Input for this task Block Start

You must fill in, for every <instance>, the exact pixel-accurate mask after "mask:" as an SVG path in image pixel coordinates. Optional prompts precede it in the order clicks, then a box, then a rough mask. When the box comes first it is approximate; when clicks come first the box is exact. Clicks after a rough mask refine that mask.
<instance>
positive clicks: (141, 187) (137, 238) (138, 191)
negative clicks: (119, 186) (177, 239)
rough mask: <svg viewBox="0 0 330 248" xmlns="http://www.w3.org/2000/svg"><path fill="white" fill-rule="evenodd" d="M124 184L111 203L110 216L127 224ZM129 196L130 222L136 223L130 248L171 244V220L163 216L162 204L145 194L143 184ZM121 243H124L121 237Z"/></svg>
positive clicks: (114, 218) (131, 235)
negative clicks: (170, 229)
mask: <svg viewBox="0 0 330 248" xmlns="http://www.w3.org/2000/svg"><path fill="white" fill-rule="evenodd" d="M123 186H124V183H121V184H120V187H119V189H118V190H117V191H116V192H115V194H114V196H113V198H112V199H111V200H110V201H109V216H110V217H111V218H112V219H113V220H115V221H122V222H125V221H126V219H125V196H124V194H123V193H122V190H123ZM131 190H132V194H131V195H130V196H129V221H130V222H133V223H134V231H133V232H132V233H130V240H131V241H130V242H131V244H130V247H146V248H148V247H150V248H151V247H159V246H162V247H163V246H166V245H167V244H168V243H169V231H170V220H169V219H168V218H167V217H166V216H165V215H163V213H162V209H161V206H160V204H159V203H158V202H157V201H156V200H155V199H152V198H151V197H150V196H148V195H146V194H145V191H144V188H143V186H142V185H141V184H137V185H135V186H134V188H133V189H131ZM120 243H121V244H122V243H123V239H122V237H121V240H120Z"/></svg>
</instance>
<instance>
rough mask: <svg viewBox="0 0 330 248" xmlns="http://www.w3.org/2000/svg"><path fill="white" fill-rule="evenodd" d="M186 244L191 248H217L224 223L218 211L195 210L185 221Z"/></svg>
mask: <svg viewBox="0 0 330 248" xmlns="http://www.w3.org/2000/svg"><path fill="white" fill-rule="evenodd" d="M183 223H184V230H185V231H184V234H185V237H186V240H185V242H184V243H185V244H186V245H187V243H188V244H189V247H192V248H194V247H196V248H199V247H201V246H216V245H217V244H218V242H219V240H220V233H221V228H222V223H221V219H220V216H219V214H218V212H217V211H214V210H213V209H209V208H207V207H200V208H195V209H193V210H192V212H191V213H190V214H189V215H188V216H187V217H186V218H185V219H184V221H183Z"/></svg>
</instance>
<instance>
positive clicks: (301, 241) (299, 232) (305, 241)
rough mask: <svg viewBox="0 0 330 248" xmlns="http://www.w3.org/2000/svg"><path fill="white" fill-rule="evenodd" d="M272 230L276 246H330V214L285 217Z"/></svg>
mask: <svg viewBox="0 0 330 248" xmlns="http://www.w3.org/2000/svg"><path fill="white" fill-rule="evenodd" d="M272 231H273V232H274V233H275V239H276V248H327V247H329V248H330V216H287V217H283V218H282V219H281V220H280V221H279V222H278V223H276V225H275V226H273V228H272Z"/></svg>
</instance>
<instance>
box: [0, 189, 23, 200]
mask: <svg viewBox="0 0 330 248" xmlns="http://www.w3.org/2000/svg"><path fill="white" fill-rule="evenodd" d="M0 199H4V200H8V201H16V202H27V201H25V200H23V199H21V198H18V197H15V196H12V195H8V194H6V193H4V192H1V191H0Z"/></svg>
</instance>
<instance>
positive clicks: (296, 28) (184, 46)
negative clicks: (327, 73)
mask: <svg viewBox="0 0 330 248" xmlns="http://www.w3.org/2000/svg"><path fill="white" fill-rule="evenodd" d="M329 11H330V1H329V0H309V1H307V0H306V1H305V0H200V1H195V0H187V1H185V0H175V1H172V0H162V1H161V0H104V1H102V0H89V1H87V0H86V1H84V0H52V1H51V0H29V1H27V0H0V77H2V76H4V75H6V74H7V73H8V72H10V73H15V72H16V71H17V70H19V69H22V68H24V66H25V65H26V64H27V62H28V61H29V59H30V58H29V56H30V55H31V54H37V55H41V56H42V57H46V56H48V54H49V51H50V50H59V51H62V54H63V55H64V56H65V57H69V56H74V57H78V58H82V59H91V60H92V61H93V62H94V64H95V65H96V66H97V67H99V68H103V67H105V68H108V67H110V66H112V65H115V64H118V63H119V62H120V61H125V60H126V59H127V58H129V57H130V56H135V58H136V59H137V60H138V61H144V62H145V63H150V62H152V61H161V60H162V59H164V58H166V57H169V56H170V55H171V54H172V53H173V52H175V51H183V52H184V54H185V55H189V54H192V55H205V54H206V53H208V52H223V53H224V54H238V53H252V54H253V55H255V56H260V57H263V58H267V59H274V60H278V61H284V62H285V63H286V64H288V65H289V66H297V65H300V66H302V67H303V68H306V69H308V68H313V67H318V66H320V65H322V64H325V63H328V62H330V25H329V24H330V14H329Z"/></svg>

Input for this task Block End

- **What is needed**: Please reproduce the listing exactly, keeping every line as it is.

- **Answer box**:
You must fill in, for every <instance>, the exact pixel-accurate mask after "mask:" as an SVG path in image pixel coordinates. Optional prompts precede it in the order clicks, then a box, then a rough mask. When the box comes first it is approximate; when clicks come first the box is exact. Clicks after a rough mask refine that mask.
<instance>
positive clicks: (141, 187) (137, 238) (138, 191)
negative clicks: (119, 186) (177, 239)
rough mask: <svg viewBox="0 0 330 248" xmlns="http://www.w3.org/2000/svg"><path fill="white" fill-rule="evenodd" d="M124 184L111 203L110 216L127 224ZM129 196L130 222L136 223L130 248L171 244V220L163 216L162 204L145 194L143 184ZM121 243H124L121 237Z"/></svg>
positive clicks: (114, 218) (131, 235)
negative clicks: (170, 229)
mask: <svg viewBox="0 0 330 248" xmlns="http://www.w3.org/2000/svg"><path fill="white" fill-rule="evenodd" d="M123 186H124V183H121V184H120V187H119V189H118V190H117V191H116V192H115V194H114V196H113V198H112V199H111V200H110V201H109V216H110V217H111V218H112V219H113V220H115V221H122V222H125V221H126V219H125V196H124V194H123V193H122V190H123ZM131 190H132V194H131V195H130V196H129V221H130V222H133V223H134V231H133V232H132V233H130V240H131V241H130V242H131V244H130V247H146V248H148V247H150V248H151V247H159V246H162V247H163V246H166V245H167V244H168V243H169V231H170V220H169V219H168V218H167V217H166V216H165V215H163V213H162V209H161V206H160V204H159V203H158V202H157V201H156V200H155V199H152V198H151V197H150V196H148V195H146V194H145V191H144V188H143V186H142V185H141V184H137V185H135V186H134V188H133V189H131ZM120 243H121V244H122V243H123V239H122V237H121V240H120Z"/></svg>
</instance>
<instance>
rough mask: <svg viewBox="0 0 330 248" xmlns="http://www.w3.org/2000/svg"><path fill="white" fill-rule="evenodd" d="M186 244L191 248H217L224 223L218 211L195 210L185 221Z"/></svg>
mask: <svg viewBox="0 0 330 248" xmlns="http://www.w3.org/2000/svg"><path fill="white" fill-rule="evenodd" d="M183 223H184V230H185V231H184V234H185V237H186V240H185V242H184V243H185V244H186V245H187V243H188V244H189V247H192V248H194V247H196V248H199V247H201V246H216V245H217V244H218V242H219V240H220V233H221V228H222V223H221V219H220V216H219V214H218V212H217V211H214V210H213V209H209V208H207V207H200V208H195V209H193V210H192V212H191V213H190V214H189V215H188V216H187V217H186V218H185V219H184V221H183Z"/></svg>
</instance>
<instance>
positive clicks: (301, 241) (299, 232) (305, 241)
rough mask: <svg viewBox="0 0 330 248" xmlns="http://www.w3.org/2000/svg"><path fill="white" fill-rule="evenodd" d="M272 230L276 246H330V214L285 217Z"/></svg>
mask: <svg viewBox="0 0 330 248" xmlns="http://www.w3.org/2000/svg"><path fill="white" fill-rule="evenodd" d="M272 231H273V232H274V233H275V239H276V248H327V247H329V248H330V216H287V217H283V218H282V219H281V220H280V221H279V222H278V223H276V225H275V226H273V228H272Z"/></svg>
</instance>
<instance>
box: [0, 189, 23, 200]
mask: <svg viewBox="0 0 330 248" xmlns="http://www.w3.org/2000/svg"><path fill="white" fill-rule="evenodd" d="M0 199H4V200H8V201H16V202H27V201H25V200H23V199H21V198H18V197H15V196H12V195H8V194H6V193H4V192H1V191H0Z"/></svg>
</instance>
<instance>
positive clicks: (296, 28) (184, 46)
negative clicks: (327, 73)
mask: <svg viewBox="0 0 330 248" xmlns="http://www.w3.org/2000/svg"><path fill="white" fill-rule="evenodd" d="M329 11H330V1H329V0H309V1H307V0H306V1H305V0H200V1H195V0H187V1H185V0H175V1H172V0H162V1H161V0H104V1H102V0H89V1H87V0H86V1H84V0H52V1H51V0H29V1H27V0H0V77H2V76H4V75H6V74H7V73H8V72H10V73H15V72H16V71H17V70H19V69H22V68H24V66H25V65H26V64H27V62H28V61H29V59H30V58H29V56H30V55H31V54H37V55H41V56H42V57H46V56H48V54H49V51H50V50H59V51H62V54H63V55H64V56H65V57H69V56H74V57H78V58H82V59H91V60H92V61H93V62H94V64H95V65H96V66H97V67H99V68H103V67H105V68H108V67H110V66H112V65H115V64H118V63H119V62H120V61H125V60H126V59H127V58H129V57H130V56H135V58H136V59H137V60H138V61H144V62H145V63H150V62H152V61H161V60H162V59H164V58H166V57H169V56H170V55H171V54H172V53H173V52H175V51H183V52H184V54H185V55H189V54H192V55H205V54H206V53H208V52H223V53H224V54H238V53H252V54H253V55H255V56H260V57H263V58H267V59H274V60H278V61H284V62H285V63H286V64H288V65H289V66H297V65H300V66H302V67H303V68H306V69H308V68H313V67H318V66H320V65H322V64H325V63H328V62H330V25H329V24H330V14H329Z"/></svg>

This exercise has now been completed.